Key facts
- Sarah Wynn-Williams, a former director of global public policy at Facebook, is suing Meta.
- The lawsuit alleges Meta engaged in "coercive surveillance" and sought to "silence" her.
- Wynn-Williams published a memoir, "Careless People," in March 2025, alleging a toxic internal culture.
- Meta sought arbitration to prevent Wynn-Williams from promoting the book, citing a severance agreement.
- The complaint claims the severance agreement is unenforceable due to financial duress.
- Meta reportedly monitored Wynn-Williams' public appearances to document her silence on the company.
Sarah Wynn-Williams, a former director of global public policy at Facebook from 2011 to 2018, has filed a lawsuit against Meta, alleging the company has engaged in "coercive surveillance" and unlawfully attempted to "silence" her. The 57-page complaint, filed in a US district court in California, argues that an interim arbitration ruling sought by Meta to prevent Wynn-Williams from publicizing her memoir, "Careless People," was "improper and unlawful" and a "blatant violation of the first amendment."
Wynn-Williams published her memoir in March 2025, containing allegations of a toxic internal culture at Facebook, including sexual harassment and gender-based discrimination. Meta has described the book as a "mix of out-of-date and previously reported claims about the company and false accusations about our executives."
Upon the book's publication, Meta sought an emergency order to prevent Wynn-Williams from promoting it, asserting she had signed a severance agreement that included arbitration and non-disparagement clauses. However, Thursday's complaint, supported by a 285-page declaration from Wynn-Williams, contends that the severance agreement is unenforceable, partly because it was signed under financial duress. The filing states that when Facebook terminated Wynn-Williams in August 2017, the company was aware that her dismissal would result in the loss of "critical employment benefits," which were described as "cornerstones of her financial stability," leaving her with "no choice" but to accept the severance agreement to retain benefits and receive a cash payment.
In late May, Wynn-Williams appeared at the Hay literary festival in Wales with journalist Carole Cadwalladr and academic Tim Wu, but refrained from speaking publicly based on legal advice. Despite her silence, Meta's legal team wrote to the merits arbitrator on June 12, requesting additional sanctions due to her appearance, according to the complaint. Meta's arbitration submissions indicated that its representatives attended Wynn-Williams' public events, "assembled photographs and written records of her movements, and traveled the length of the United Kingdom to do so – including making the long journey to rural Wales for the Hay festival – all to document that at each event, Ms Wynn-Williams said nothing about Meta or her book." The company also requested the arbitrator force Wynn-Williams to disclose a list of her planned public appearances.
Following Wynn-Williams' Hay festival appearance, sales of her book surged by 304.5% week-on-week, with over 150,000 copies sold in the UK across all formats. The complaint asserts that Meta is "pursuing" Wynn-Williams "not only because she refused to bow to the greed and power of Meta, Mr Zuckerberg, and other executives, but also to strike fear into the heart of anyone else who dares to consider speaking the truth about Meta’s unlawful and abusive practices in the public interest."

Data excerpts

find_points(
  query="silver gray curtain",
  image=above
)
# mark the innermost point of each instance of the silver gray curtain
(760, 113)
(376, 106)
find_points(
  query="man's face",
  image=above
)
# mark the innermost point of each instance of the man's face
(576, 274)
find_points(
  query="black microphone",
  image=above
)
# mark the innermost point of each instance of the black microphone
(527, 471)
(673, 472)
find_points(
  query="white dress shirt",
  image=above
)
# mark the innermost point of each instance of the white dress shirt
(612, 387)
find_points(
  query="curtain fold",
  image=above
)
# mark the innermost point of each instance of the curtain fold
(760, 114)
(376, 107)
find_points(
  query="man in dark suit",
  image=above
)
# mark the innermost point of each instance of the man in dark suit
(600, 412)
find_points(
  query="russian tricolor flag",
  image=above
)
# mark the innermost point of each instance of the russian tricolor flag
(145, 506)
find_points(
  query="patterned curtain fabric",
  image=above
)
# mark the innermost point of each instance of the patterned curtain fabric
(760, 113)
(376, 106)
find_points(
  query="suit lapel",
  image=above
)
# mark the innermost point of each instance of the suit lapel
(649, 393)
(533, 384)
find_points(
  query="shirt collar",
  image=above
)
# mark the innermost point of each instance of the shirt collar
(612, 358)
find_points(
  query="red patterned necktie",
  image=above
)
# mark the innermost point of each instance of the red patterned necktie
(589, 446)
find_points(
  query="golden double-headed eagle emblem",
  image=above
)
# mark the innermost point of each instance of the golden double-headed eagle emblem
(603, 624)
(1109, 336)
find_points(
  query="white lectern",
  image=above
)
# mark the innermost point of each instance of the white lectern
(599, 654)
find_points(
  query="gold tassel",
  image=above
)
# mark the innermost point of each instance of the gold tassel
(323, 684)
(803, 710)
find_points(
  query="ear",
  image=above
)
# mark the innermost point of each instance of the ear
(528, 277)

- **TASK BRIEF**
Answer these questions from the text on the lawsuit against Meta:
(a) How many pages long is the complaint?
(b) In which month and year did Facebook terminate Wynn-Williams?
(c) By what percentage did sales of her book rise week-on-week after her Hay festival appearance?

- **RESULT**
(a) 57 pages
(b) August 2017
(c) 304.5%